PROBLEM = Transcribe each line below verbatim; pictures excluded.

DATA FOR ANALYSIS =
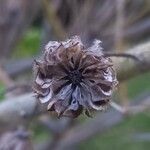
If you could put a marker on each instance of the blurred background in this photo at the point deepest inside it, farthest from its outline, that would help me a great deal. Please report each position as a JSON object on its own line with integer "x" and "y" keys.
{"x": 26, "y": 26}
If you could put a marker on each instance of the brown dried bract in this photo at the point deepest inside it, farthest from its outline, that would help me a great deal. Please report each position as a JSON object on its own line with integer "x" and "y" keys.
{"x": 72, "y": 78}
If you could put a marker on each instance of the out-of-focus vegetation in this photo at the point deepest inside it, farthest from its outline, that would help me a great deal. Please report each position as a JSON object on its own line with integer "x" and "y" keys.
{"x": 120, "y": 24}
{"x": 29, "y": 45}
{"x": 123, "y": 136}
{"x": 119, "y": 137}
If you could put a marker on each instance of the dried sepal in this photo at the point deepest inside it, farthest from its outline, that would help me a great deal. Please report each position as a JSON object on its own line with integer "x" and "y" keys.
{"x": 73, "y": 79}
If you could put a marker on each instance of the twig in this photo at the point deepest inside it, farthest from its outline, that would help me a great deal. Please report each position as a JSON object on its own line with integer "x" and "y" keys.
{"x": 17, "y": 109}
{"x": 122, "y": 55}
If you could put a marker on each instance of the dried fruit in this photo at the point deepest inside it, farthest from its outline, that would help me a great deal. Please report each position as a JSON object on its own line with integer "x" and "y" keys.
{"x": 72, "y": 78}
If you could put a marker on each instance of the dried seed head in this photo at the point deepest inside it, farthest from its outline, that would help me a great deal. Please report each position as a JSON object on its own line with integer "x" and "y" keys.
{"x": 72, "y": 78}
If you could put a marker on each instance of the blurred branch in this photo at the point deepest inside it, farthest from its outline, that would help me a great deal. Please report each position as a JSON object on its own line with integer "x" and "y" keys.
{"x": 97, "y": 125}
{"x": 12, "y": 110}
{"x": 19, "y": 110}
{"x": 53, "y": 19}
{"x": 15, "y": 17}
{"x": 127, "y": 68}
{"x": 5, "y": 79}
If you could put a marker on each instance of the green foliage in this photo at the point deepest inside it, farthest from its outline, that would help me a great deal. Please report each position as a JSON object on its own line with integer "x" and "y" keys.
{"x": 116, "y": 138}
{"x": 29, "y": 45}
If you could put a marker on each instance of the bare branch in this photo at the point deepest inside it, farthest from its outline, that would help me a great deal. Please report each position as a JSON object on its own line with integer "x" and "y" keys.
{"x": 17, "y": 109}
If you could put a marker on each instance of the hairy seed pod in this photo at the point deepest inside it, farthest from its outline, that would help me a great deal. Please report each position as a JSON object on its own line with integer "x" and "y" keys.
{"x": 15, "y": 140}
{"x": 71, "y": 78}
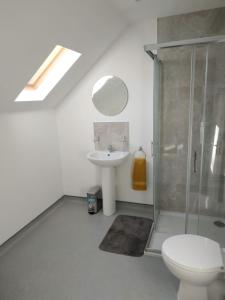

WRITTEN SOLUTION =
If you could put a marker on each instance of the blurred background in this photo at the point deepest inside it, farthest from its outline, that would help me a great deal. Please report each position as a JSON object on its own line with integer "x" and "y" keys.
{"x": 26, "y": 26}
If you could put a marker on each instance of the brown dried bract in this photo at the point deepest inside it, farthest from its outline, that would help me a great deal. Please report each position as a JSON object on its own line with integer "x" and "y" keys.
{"x": 72, "y": 78}
If you could put a marker on each instance of the out-of-focus vegetation in this photo at the point deepest inside it, farthest from its outline, that would help me a great deal. Please report each position as a JSON object on its own line with integer "x" and "y" keys.
{"x": 120, "y": 24}
{"x": 29, "y": 45}
{"x": 123, "y": 136}
{"x": 119, "y": 137}
If you could put a marker on each instance of the dried sepal in this photo at the point deepest inside it, farthest from its outline, that would help me a great deal. Please report each position as a JSON object on its own line with integer "x" and "y" keys.
{"x": 73, "y": 79}
If you could put a marker on each instance of the twig in this photo at the point deepest inside it, farthest from its outline, that would help me a great deal. Please report each position as a JSON object on its own line with integer "x" and "y" keys.
{"x": 17, "y": 109}
{"x": 122, "y": 55}
If you could put a marker on each instance of the dried fruit in this photo at the point deepest inside it, farthest from its outline, that would help me a great deal. Please report each position as a JSON object on its own line with integer "x" and "y" keys.
{"x": 72, "y": 78}
If you could put a marker on each instance of the dried seed head in this photo at the point deepest inside it, farthest from its outline, that would help me a great deal. Please report each position as a JSON object on its own line with integer "x" and "y" keys.
{"x": 72, "y": 78}
If you could put a marker on each instance of the blurred branch in this photo at the point deepest inside it, farthest from its outline, that would help me a great deal. Please report each position as a JSON object on its own line with integer "x" and "y" keys.
{"x": 97, "y": 125}
{"x": 12, "y": 110}
{"x": 19, "y": 110}
{"x": 53, "y": 19}
{"x": 15, "y": 17}
{"x": 127, "y": 68}
{"x": 5, "y": 79}
If you could put a marker on each instance of the green foliage in this photo at the point deepest inside it, farthest from its outline, that would help me a great deal. Please report each position as a JSON object on its own line with integer "x" and "y" keys.
{"x": 116, "y": 138}
{"x": 29, "y": 45}
If you could put a marker on each instance of the bare branch in this photo at the point deepest inside it, farthest from its outline, that would help me a great deal. Please report each position as a JSON object on its own line with integer "x" and "y" keys.
{"x": 17, "y": 109}
If you could put a marker on each instance of the hairy seed pod in this photo at the point deepest inside it, farthest from its outline, that would help me a great deal. Please report each position as a JSON object on its own line with integer "x" and "y" keys.
{"x": 15, "y": 140}
{"x": 71, "y": 78}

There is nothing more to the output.